#### [EXERCISE INSTRUCTIONS]
Can you reproduce, word for word, the records from the line containing "Task: point out the bush" up to and including the line containing "[[180, 266], [147, 241]]"?

#### [AVAILABLE DATA]
┌──

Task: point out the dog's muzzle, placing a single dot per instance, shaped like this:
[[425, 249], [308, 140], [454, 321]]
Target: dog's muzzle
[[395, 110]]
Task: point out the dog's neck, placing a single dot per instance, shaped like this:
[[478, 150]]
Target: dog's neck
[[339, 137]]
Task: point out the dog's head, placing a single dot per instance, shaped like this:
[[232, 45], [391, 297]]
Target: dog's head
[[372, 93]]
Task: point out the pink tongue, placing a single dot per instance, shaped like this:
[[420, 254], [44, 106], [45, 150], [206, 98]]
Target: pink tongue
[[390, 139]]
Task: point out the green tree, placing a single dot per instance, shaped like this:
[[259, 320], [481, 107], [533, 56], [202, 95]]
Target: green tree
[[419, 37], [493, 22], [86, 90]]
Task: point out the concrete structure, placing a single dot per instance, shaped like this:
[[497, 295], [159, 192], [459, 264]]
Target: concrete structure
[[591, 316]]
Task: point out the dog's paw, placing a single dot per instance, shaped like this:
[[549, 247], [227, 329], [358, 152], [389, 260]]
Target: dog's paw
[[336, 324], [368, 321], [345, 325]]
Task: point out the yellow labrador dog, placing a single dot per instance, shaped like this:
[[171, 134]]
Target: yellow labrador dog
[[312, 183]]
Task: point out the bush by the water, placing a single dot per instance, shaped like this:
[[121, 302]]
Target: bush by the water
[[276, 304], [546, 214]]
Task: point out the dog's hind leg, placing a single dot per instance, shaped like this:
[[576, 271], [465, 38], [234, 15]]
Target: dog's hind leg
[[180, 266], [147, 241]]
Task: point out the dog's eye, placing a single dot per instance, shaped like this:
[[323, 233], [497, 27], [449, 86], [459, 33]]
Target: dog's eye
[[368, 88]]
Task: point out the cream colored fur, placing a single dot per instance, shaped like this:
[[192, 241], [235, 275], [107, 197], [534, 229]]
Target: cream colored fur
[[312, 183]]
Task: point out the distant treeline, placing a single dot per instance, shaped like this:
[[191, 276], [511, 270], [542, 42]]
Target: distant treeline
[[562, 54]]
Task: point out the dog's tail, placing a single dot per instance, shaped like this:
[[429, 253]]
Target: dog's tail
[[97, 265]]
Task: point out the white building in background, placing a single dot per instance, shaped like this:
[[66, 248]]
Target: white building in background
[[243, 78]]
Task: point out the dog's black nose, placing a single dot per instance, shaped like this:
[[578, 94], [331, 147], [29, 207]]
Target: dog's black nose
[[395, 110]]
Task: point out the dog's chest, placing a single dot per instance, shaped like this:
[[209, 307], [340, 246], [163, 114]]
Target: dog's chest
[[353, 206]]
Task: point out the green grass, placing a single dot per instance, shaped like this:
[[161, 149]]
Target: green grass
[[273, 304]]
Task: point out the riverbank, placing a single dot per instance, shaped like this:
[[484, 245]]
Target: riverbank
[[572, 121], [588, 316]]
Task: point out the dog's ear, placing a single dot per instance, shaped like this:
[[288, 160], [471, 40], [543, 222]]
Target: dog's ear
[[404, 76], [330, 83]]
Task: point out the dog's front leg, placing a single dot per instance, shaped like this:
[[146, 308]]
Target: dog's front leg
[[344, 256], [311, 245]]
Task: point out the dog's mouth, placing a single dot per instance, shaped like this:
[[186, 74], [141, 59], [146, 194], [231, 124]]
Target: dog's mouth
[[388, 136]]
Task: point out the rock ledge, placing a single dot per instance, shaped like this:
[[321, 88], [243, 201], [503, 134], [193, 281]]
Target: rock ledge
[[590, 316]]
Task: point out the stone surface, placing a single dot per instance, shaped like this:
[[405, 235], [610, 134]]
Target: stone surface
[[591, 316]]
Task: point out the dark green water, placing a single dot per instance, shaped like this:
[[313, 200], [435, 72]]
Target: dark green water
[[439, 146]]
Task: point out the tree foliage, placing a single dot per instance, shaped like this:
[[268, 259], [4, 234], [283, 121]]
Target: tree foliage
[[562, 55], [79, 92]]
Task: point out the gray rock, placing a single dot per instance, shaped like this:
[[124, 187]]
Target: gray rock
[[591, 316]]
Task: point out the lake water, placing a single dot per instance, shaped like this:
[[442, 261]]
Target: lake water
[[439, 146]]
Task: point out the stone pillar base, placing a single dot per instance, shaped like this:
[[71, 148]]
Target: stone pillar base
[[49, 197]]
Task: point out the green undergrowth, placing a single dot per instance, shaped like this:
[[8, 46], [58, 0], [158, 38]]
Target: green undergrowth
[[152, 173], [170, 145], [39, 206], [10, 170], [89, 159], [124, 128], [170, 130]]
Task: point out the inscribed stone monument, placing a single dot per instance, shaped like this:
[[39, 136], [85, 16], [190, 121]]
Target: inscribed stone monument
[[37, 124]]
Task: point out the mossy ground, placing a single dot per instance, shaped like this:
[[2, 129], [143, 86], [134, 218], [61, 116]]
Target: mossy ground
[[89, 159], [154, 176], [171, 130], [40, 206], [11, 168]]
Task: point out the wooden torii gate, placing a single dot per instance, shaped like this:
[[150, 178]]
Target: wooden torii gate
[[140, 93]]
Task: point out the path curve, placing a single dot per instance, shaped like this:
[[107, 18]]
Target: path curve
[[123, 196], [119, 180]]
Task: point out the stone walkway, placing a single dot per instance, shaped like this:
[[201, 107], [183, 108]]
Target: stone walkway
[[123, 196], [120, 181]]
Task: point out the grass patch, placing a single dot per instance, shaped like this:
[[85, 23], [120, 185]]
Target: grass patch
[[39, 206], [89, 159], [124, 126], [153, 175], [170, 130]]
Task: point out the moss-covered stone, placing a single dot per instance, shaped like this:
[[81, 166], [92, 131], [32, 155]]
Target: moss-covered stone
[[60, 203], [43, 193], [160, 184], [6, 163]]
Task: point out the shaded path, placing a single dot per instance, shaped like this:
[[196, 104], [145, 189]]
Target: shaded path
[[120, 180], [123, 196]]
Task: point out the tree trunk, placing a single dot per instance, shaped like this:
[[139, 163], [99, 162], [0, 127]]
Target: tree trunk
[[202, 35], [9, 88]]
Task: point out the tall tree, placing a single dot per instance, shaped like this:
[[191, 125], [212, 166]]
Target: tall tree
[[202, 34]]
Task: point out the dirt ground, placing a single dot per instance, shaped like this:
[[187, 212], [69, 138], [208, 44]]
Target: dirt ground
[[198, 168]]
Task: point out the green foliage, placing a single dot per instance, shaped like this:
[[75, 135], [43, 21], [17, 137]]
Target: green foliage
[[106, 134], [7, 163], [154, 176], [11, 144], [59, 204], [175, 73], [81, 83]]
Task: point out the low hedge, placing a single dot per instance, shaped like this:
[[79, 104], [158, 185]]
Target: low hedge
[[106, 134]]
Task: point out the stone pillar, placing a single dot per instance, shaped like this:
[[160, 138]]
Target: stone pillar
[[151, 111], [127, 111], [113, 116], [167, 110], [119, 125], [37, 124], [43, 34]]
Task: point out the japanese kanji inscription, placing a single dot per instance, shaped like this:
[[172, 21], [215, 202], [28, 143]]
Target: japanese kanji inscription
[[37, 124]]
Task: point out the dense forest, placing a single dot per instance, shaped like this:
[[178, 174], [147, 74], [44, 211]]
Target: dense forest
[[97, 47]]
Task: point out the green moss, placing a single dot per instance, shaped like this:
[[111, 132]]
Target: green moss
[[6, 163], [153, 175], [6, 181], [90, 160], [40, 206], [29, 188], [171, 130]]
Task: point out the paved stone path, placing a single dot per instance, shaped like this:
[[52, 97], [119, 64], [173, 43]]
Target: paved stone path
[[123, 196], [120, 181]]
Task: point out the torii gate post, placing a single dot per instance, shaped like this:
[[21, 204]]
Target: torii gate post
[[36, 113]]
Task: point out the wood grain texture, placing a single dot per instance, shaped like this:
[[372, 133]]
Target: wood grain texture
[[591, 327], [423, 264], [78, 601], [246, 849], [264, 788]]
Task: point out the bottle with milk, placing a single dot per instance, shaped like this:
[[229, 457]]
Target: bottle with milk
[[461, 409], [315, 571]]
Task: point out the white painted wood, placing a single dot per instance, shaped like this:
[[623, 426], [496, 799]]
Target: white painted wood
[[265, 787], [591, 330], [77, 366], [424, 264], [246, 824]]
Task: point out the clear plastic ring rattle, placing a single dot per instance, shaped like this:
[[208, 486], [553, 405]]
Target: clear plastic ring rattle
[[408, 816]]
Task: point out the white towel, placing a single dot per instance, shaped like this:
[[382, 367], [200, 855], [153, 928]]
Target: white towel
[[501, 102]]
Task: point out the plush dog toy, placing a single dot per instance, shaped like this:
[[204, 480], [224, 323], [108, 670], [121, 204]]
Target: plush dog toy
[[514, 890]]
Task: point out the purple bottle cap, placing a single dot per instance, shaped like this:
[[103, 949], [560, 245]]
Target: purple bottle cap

└──

#### [TASK SOLUTION]
Task: point out the bush by the water, placing a single dot per instance, shaped like this:
[[121, 302]]
Target: bush by the water
[[276, 304], [546, 214]]
Task: point out the dog's hind leg, placing a single dot per instance, shaped like this:
[[576, 271], [465, 38], [234, 15]]
Target: dog's hind leg
[[180, 266], [147, 241]]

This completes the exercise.